[SOURCE PASSAGE]
'''
She had overcome huge challenges and proved that a woman could be just as good in business as any man—and far better than those who defrauded her with their depreciating paper money.
Read MoreAs Good As Any Man
As Good As Any Man
By Lawrence W. Reed
“Extreme” describes the highs and lows in Martha Coston’s remarkable life. Widowed with five children at the age of 32, she was beginning to recover from the unexpected loss of her husband when two of her children and her mother died. Depressed and penniless with three surviving children facing a bleak future, she managed to turn adversity into success through sheer pluck and willpower.
Coston was born Martha Jane Hunt in Baltimore in 1826 but moved to Philadelphia with her mother a decade later when her father died. When she was 16, she eloped with 21-year-old Benjamin Coston, a nautical engineer and promising inventor. His work in pyrotechnics and on early gas lighting earned him notable attention, but his life was cut short by a combination of pneumonia and chemical poisoning.
Poring over Benjamin’s papers, Martha discovered drawings for a pyrotechnic signal (or “flare”) that would allow ships to communicate with the shore or with each other at night or in fog. Benjamin had labored over the idea but never progressed beyond plans on paper.
For ten years, Coston worked to perfect her late husband’s work, including the proper “recipe” for flares that burned red, white, and blue and then a system (a sort of “Morse code”) that would permit messaging by flare.
On April 5, 1859, she presented her results to the world: a pyrotechnic signaling flare and code system. It worked beautifully. Reliable ship-to-ship and ship-to-shore communications were possible for the first time.
Inventing something useful doesn’t translate into money unless the invention can be marketed, but Coston had no experience in business. Nonetheless, she started her own company to produce and sell her flares, one that lasted more than 125 years.
'''
[TASK INSTRUCTIONS]
**1)** According to the article on Martha Coston, on what date did she present her signaling flare and code system to the world?
**2)** Quote the article on Martha Coston, beginning at the words "Coston was born" and stopping after the words "and chemical poisoning.".
**3)** List every color that, according to the article on Martha Coston, her flares burned.

[EXTRACTED DATA]
'''
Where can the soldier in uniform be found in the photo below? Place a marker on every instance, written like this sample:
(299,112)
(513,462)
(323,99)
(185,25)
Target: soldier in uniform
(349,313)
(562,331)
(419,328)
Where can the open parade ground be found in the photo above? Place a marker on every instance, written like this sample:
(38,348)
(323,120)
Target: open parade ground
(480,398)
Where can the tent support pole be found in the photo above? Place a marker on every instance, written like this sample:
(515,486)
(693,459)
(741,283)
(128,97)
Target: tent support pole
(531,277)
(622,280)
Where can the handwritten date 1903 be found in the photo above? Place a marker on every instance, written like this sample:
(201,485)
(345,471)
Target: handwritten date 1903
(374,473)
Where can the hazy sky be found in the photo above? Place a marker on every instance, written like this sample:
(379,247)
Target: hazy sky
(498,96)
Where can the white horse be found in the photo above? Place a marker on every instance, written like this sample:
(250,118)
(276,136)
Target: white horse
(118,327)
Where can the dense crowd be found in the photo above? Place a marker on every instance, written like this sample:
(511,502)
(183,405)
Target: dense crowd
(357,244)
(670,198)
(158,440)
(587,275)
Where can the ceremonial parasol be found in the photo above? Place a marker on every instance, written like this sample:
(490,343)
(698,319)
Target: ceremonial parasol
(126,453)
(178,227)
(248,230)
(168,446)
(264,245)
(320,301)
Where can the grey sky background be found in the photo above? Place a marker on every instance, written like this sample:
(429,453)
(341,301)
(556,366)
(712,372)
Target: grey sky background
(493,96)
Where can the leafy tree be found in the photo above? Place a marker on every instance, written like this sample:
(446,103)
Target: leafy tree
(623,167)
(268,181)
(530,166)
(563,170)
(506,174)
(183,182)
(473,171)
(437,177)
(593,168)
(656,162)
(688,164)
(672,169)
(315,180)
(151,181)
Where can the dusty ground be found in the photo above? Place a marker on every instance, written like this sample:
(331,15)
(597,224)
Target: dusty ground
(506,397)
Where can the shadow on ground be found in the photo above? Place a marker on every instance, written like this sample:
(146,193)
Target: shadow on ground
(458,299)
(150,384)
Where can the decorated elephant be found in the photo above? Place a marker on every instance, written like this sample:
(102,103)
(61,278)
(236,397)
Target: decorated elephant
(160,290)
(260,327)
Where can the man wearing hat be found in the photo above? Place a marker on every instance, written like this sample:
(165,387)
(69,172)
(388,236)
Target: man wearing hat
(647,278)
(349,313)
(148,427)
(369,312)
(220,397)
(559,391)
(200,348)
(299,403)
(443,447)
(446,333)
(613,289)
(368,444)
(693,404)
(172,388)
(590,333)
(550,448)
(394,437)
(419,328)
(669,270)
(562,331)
'''
[RESULTS]
**1)** April 5, 1859

**2)**
Coston was born Martha Jane Hunt in Baltimore in 1826 but moved to Philadelphia with her mother a decade later when her father died. When she was 16, she eloped with 21-year-old Benjamin Coston, a nautical engineer and promising inventor. His work in pyrotechnics and on early gas lighting earned him notable attention, but his life was cut short by a combination of pneumonia and chemical poisoning.

**3)** red, white, blue